▸ **Objective a**
Please set out the part of the records that starts with the line containing "dark green foliage." and runs through the end of the records as a Markdown table with the columns Row and Line. Number each line in Row, include both end lines, and skip any blank lines.

▸ **Excerpted passage**
On October 26, 2023, Canadian
Solar announced e-STORAGE, which is part of its majority-owned
subsidiary CSI Solar, was awarded a supply and integration
contract for 1 GWh DC of energy storage solutions for DEPCOM Power,
Inc. and DEPCOM's customer, Tucson Electric Power, in Arizona.
On September 20, 2023, Canadian
Solar announced it successfully finalized approximately 4 GW of
solar module contracts during the 2023 RE+ show in Las Vegas. The contracts are expected to be
serviced by both its upcoming Texas factory and its expanded Thailand module factory.
On September 11, 2023, Canadian
Solar announced it received the "Canadian Solar TOPCon Technology
Review Report" from DNV, an esteemed independent third-party expert
in product certification, risk management, and assurance. Canadian
Solar's TOPCon 210 mm and 182 mm cell-based bifacial modules have
been considered by DNV as having high reliability and low LCOE,
reinforcing the economic viability of Canadian Solar's advanced
technology.
Conference Call Information
The Company will hold a conference call on Tuesday, November 14, 2023, at 8:00 a.m. U.S. Eastern Time (9:00 p.m., Tuesday,
November 14, 2023, in Hong
Kong) to discuss its third quarter 2023 results and
business outlook. The dial-in phone number for the live audio call
is +1-877-704-4453 (toll-free from the U.S.), 800 965 561
(from Hong Kong), +86 400 120 2840 (local dial-in from
Mainland China) or +1-201-389-0920 from international locations.
The conference ID is 13742223. A live webcast of the conference
call will also be available on the investor relations section
of Canadian Solar's website
at www.canadiansolar.com.
A replay of the call will be available approximately
3 hours after the conclusion of the call until 11:00
p.m. U.S. Eastern Time on Tuesday, November 28,
2023 (12:00 p.m. November 29, 2023, in Hong
Kong) and can be accessed by dialing +1-844-512-2921 (toll-free
from the U.S.) or +1-412-317-6671 from international
locations. The replay pin number is 13742223. A webcast replay will
also be available on the investor relations section
of Canadian Solar's at www.canadiansolar.com.
About Canadian Solar Inc.

▸ **Entries shown**
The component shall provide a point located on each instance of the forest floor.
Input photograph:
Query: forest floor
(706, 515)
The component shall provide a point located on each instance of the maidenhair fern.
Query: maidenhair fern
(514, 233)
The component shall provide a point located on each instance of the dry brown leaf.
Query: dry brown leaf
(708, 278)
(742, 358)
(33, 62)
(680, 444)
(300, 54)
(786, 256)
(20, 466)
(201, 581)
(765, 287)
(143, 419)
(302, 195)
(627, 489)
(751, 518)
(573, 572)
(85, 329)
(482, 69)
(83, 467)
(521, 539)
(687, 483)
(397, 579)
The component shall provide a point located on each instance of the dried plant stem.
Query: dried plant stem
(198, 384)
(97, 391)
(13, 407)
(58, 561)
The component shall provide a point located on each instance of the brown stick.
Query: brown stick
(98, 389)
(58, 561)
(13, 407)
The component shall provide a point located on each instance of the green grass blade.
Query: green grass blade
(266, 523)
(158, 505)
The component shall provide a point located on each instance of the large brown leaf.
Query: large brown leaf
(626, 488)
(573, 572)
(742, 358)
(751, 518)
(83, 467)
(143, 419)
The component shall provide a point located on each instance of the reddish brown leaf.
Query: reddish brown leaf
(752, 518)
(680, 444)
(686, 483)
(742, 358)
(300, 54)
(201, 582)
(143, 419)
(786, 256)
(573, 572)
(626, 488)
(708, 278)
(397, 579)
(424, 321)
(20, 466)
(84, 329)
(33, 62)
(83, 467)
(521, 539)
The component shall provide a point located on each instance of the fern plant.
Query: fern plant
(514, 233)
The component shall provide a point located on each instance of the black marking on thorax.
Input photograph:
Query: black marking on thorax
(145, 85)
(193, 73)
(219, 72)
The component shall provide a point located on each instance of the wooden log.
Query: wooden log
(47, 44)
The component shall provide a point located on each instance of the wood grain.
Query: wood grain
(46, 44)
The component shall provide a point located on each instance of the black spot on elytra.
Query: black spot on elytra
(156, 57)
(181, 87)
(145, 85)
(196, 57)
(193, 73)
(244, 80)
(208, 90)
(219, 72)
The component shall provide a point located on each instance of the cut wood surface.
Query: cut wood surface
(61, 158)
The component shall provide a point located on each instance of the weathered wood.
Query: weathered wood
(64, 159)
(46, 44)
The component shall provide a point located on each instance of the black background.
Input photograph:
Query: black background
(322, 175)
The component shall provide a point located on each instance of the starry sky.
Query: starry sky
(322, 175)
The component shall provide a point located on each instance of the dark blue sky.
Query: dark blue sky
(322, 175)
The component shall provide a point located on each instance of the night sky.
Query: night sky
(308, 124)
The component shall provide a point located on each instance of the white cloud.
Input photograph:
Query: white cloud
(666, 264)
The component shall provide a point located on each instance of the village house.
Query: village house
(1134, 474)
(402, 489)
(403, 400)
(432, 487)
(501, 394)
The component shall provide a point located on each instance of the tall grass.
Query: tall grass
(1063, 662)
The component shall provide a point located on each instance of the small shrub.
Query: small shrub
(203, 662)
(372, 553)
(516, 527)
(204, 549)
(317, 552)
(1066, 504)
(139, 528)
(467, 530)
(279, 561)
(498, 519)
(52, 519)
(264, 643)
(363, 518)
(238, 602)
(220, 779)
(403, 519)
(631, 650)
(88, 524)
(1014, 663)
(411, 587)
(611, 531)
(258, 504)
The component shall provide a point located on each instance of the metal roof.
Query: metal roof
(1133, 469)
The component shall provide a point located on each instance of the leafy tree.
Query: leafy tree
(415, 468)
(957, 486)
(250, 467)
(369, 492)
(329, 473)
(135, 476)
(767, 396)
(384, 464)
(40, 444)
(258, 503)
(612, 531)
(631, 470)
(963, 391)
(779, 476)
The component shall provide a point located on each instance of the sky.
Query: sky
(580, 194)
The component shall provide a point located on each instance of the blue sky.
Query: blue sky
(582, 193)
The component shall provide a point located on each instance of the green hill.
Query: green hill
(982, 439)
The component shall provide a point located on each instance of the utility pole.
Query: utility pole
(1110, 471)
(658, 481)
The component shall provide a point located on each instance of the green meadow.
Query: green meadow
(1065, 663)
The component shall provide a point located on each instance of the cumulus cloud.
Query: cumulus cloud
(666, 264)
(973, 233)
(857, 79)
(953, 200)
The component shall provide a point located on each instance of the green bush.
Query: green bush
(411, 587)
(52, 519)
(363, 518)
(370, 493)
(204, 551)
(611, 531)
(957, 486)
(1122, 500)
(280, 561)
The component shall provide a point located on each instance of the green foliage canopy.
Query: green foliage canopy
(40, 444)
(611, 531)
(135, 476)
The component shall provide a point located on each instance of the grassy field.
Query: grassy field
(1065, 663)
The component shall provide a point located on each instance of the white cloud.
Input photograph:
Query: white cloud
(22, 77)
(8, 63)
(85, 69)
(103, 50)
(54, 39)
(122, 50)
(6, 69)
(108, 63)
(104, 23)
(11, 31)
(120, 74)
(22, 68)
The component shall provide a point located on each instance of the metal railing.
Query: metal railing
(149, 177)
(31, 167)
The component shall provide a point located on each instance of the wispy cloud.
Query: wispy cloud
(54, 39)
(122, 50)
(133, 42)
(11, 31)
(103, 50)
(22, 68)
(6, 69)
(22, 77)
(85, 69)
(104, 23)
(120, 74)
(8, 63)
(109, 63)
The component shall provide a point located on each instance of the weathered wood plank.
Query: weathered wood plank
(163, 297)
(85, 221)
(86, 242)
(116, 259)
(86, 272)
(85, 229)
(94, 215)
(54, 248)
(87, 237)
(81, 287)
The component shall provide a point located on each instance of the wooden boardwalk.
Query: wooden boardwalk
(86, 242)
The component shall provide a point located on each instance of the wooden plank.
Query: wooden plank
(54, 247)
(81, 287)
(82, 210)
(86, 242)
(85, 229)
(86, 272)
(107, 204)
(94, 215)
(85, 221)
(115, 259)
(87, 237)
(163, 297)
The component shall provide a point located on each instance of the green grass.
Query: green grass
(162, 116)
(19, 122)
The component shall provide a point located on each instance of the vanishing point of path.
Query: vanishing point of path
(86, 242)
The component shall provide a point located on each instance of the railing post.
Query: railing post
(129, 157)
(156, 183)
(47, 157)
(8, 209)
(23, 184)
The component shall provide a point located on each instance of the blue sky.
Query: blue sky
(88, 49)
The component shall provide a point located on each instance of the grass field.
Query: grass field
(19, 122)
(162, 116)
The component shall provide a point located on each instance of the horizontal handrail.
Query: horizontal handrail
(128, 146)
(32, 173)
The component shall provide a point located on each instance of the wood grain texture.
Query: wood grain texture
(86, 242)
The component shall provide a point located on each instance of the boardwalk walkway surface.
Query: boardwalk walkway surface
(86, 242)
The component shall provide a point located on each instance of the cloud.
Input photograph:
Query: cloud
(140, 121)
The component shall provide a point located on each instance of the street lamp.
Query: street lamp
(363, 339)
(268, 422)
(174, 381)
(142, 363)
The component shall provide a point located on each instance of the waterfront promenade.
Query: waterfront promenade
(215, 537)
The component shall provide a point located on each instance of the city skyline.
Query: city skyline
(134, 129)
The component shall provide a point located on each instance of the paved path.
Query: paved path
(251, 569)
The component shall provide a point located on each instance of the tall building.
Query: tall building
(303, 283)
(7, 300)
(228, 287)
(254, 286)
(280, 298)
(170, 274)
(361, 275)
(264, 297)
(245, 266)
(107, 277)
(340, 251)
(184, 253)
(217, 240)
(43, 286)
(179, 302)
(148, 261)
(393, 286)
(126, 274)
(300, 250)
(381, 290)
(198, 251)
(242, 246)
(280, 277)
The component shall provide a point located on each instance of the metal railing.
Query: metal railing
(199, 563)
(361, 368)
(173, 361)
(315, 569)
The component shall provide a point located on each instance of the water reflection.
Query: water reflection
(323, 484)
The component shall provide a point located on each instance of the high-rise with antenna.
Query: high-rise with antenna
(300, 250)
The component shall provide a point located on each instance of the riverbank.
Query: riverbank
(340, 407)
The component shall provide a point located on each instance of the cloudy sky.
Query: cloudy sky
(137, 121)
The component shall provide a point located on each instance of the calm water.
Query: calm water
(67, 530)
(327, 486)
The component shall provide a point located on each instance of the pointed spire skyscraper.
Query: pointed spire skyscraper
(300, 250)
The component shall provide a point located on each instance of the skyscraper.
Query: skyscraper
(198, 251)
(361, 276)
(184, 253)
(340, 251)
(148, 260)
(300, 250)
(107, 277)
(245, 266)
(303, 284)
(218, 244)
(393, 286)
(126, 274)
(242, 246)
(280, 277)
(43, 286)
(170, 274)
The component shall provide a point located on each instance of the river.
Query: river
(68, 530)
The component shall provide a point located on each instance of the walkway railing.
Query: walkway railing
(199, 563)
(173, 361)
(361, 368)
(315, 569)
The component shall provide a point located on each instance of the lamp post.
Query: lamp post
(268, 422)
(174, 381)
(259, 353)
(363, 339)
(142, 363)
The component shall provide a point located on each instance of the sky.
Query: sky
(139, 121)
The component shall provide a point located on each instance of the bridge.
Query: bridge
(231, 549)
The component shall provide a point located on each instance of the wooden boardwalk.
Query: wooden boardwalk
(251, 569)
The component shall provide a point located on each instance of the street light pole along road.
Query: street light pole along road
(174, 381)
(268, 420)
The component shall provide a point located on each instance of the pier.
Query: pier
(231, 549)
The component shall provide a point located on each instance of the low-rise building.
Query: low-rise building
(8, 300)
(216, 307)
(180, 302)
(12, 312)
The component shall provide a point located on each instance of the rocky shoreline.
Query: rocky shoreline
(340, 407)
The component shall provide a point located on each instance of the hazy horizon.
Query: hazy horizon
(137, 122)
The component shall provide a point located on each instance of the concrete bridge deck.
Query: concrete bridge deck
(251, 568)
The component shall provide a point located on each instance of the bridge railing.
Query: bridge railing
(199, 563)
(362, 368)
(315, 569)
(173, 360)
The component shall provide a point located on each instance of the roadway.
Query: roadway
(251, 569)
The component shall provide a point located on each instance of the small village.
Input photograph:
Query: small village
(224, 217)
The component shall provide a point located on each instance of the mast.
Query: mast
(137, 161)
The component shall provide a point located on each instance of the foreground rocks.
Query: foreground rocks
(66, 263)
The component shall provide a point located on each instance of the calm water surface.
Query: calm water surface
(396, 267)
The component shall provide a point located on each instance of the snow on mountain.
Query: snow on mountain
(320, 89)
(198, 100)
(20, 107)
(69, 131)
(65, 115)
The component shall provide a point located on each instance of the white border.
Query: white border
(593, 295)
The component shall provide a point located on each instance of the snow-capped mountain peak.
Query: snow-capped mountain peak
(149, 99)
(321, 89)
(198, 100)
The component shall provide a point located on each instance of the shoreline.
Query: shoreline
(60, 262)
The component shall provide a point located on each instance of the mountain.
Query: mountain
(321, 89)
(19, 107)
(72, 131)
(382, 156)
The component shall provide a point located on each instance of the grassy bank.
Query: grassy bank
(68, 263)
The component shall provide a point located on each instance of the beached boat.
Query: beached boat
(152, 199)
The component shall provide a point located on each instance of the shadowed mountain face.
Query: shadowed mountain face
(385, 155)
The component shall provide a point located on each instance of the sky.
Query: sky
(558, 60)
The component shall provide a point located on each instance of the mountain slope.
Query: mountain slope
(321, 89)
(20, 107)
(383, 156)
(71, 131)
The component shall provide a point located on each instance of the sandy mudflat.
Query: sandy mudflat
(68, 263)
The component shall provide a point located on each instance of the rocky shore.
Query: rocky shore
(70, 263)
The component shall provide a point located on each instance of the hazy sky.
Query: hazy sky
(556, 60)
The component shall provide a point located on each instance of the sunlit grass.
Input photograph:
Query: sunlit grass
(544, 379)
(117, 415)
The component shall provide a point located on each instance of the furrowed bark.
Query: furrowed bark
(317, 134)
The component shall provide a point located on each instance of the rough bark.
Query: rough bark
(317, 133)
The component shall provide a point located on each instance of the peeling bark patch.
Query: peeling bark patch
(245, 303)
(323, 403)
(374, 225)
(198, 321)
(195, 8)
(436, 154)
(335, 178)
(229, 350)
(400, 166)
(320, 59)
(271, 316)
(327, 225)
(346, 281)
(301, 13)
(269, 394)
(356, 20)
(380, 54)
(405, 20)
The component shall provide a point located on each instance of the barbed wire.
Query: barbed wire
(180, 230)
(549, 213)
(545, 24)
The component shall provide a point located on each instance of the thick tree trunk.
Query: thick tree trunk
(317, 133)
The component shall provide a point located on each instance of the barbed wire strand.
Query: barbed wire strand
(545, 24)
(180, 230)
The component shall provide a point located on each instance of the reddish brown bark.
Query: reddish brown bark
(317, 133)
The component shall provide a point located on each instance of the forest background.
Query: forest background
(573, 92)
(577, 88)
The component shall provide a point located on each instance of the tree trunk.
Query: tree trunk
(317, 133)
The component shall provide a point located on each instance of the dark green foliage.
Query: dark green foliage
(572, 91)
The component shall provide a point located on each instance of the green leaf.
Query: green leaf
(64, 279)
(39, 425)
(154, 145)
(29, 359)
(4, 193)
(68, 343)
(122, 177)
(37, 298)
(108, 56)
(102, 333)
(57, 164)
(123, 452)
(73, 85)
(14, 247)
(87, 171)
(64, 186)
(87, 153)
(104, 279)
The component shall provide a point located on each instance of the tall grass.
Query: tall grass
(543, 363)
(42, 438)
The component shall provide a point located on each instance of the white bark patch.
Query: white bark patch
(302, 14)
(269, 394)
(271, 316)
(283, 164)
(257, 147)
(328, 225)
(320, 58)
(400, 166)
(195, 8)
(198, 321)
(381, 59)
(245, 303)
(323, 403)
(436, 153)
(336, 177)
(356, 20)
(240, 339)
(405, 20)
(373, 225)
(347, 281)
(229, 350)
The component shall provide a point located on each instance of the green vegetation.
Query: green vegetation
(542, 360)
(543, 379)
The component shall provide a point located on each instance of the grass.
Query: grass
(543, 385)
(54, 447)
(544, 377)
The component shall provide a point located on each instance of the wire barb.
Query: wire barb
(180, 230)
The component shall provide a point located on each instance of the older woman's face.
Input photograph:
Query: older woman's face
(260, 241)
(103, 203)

▸ **Objective b**
Copy, word for word, the part of the Canadian Solar announcement that opens with the words containing "The conference ID" and closes with "Canadian Solar Inc.".

▸ **Answer a**
| Row | Line |
|---|---|
| 1 | The component shall provide a point located on each instance of the dark green foliage. |
| 2 | Query: dark green foliage |
| 3 | (572, 91) |
| 4 | The component shall provide a point located on each instance of the green leaf. |
| 5 | Query: green leaf |
| 6 | (64, 279) |
| 7 | (39, 425) |
| 8 | (154, 145) |
| 9 | (29, 359) |
| 10 | (4, 193) |
| 11 | (68, 343) |
| 12 | (122, 177) |
| 13 | (37, 298) |
| 14 | (108, 56) |
| 15 | (102, 333) |
| 16 | (57, 164) |
| 17 | (123, 452) |
| 18 | (73, 85) |
| 19 | (14, 247) |
| 20 | (87, 171) |
| 21 | (64, 186) |
| 22 | (87, 153) |
| 23 | (104, 279) |
| 24 | The component shall provide a point located on each instance of the tall grass. |
| 25 | Query: tall grass |
| 26 | (543, 363) |
| 27 | (42, 438) |
| 28 | The component shall provide a point located on each instance of the white bark patch. |
| 29 | Query: white bark patch |
| 30 | (302, 14) |
| 31 | (269, 394) |
| 32 | (271, 316) |
| 33 | (283, 164) |
| 34 | (257, 147) |
| 35 | (328, 225) |
| 36 | (320, 58) |
| 37 | (400, 166) |
| 38 | (195, 8) |
| 39 | (198, 321) |
| 40 | (381, 59) |
| 41 | (245, 303) |
| 42 | (323, 403) |
| 43 | (436, 153) |
| 44 | (336, 177) |
| 45 | (356, 20) |
| 46 | (240, 339) |
| 47 | (405, 20) |
| 48 | (373, 225) |
| 49 | (347, 281) |
| 50 | (229, 350) |
| 51 | The component shall provide a point located on each instance of the green vegetation. |
| 52 | Query: green vegetation |
| 53 | (542, 360) |
| 54 | (543, 379) |
| 55 | The component shall provide a point located on each instance of the grass. |
| 56 | Query: grass |
| 57 | (543, 385) |
| 58 | (54, 447) |
| 59 | (544, 377) |
| 60 | The component shall provide a point located on each instance of the wire barb. |
| 61 | Query: wire barb |
| 62 | (180, 230) |
| 63 | The component shall provide a point located on each instance of the older woman's face. |
| 64 | Input photograph: |
| 65 | Query: older woman's face |
| 66 | (260, 241) |
| 67 | (103, 203) |

▸ **Answer b**
The conference ID is 13742223. A live webcast of the conference
call will also be available on the investor relations section
of Canadian Solar's website
at www.canadiansolar.com.
A replay of the call will be available approximately
3 hours after the conclusion of the call until 11:00
p.m. U.S. Eastern Time on Tuesday, November 28,
2023 (12:00 p.m. November 29, 2023, in Hong
Kong) and can be accessed by dialing +1-844-512-2921 (toll-free
from the U.S.) or +1-412-317-6671 from international
locations. The replay pin number is 13742223. A webcast replay will
also be available on the investor relations section
of Canadian Solar's at www.canadiansolar.com.
About Canadian Solar Inc.